→ Exercise: Without changing a single character, write out every record below.

→ Data to process:
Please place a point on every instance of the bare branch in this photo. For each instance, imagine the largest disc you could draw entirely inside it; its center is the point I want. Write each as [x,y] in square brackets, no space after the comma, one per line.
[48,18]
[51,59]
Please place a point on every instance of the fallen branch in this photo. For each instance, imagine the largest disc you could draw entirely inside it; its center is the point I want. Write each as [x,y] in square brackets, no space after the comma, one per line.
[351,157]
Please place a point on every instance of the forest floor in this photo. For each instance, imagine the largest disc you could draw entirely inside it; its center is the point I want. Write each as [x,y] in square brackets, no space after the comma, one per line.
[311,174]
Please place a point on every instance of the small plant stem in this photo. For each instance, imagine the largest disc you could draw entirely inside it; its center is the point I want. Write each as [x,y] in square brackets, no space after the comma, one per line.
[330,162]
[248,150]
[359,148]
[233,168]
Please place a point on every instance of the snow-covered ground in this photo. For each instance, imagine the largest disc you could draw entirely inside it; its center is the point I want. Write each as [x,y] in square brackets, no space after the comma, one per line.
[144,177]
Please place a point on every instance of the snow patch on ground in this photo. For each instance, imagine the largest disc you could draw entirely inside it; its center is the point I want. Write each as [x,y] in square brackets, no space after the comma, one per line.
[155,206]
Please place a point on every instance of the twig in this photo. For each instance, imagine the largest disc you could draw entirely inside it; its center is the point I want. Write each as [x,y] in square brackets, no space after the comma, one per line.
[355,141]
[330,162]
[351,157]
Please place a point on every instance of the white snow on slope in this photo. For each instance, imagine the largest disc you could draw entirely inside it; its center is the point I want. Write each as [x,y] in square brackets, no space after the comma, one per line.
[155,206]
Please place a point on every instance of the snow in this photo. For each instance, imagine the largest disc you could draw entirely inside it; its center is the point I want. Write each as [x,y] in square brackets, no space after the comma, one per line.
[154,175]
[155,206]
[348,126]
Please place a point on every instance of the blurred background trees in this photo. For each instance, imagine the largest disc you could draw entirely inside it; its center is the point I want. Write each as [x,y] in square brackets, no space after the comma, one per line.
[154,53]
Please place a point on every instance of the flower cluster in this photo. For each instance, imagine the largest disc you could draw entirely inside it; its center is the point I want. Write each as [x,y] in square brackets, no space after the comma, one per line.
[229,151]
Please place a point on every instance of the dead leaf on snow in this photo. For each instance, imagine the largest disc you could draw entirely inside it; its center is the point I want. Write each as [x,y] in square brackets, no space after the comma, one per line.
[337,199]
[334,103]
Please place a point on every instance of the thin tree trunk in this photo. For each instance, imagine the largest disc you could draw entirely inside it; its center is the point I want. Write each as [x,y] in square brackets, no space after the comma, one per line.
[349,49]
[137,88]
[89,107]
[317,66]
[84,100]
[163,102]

→ Written answer:
Please place a point on every instance of the bare branch in this photo. For each instance, imagine the largest disc you could draw entirely inside it; its center is the point I want. Write each as [x,y] in square brackets, no space after the comma, one per line.
[48,18]
[51,59]
Please place a point on every instance of the fallen branch in this photo. For each instance, imagine the largest disc you could draw entirely inside it; its center is the point I want. Write each as [x,y] in square brackets, no space after the comma, one per line.
[351,157]
Please place a point on every instance of the forest floor in this photo. For each instance, imagine the largest disc you could draw entirely inside it; its center is the point I want. Write each as [x,y] in square brackets, no space after the comma, one per line.
[311,174]
Please place a point on every instance of the small plant stem in this photo. For each instance, imagine the largest disc you could draw entirely inside it; its center is the point I want. Write each as [x,y] in square brackets, no space after the comma, one per line.
[330,162]
[248,150]
[359,148]
[233,168]
Please place a point on every instance of the snow-covered ground in this photo. For each instance, imagine the largest disc you could draw entirely inside it; its center is the point I want. Write each as [x,y] in square brackets, no space after the comma, one per line.
[144,177]
Please place a point on every instance of the snow patch on ground in this photo. For each instance, imagine the largest disc you could draw entirely inside it; its center is the point I want. Write each as [x,y] in square brackets, no space after the comma, one per line.
[155,206]
Please place a point on every instance of the twig in this photo. For each instance, imagine the largest disc you could draw entirely inside it; its center is the point I want. Write each as [x,y] in square brackets, no space after the comma, one per line.
[355,141]
[330,162]
[351,157]
Please place a point on every instance of the white snow on slope in this photo. For each instance, imagine the largest disc you could draw entirely inside it; its center is the point I want. Write each as [x,y] in square brackets, no space after the comma, one per line.
[155,206]
Please place a point on every instance of the snow in this photo. For each instance, imagine the largest disc you could draw entirely inside it; its center is the point I want. Write each as [x,y] in square brackets, no space after the comma, one per line.
[154,175]
[155,206]
[348,126]
Please place a point on every instance of the blurred background trees in this photo. For each instance, imagine the largest disc you could draw entirely inside it; its center is the point I want. Write each as [x,y] in square brackets, no space after the comma, one per line.
[154,53]
Please place a point on every instance of the flower cluster in this photo. For each instance, imagine the largest disc you could draw entirely inside it; its center is the point I want. Write each as [x,y] in square brackets, no space after the comma, one per line.
[229,151]
Please place a point on every instance of the dead leaf on snow in this photo. For each instance, imagine the largest disc you could draw entirely inside it; its center is the point I want. Write each as [x,y] in square brackets, no space after the comma, one per line.
[337,199]
[334,103]
Please place a point on every instance of the thin tree trunk in this photo. For each instance, imagine the largest disc you could draw entirely inside it; its center is the point I want. Write each as [x,y] in square brackets, no space after the comma, one per line.
[349,49]
[137,88]
[89,107]
[317,66]
[84,100]
[163,102]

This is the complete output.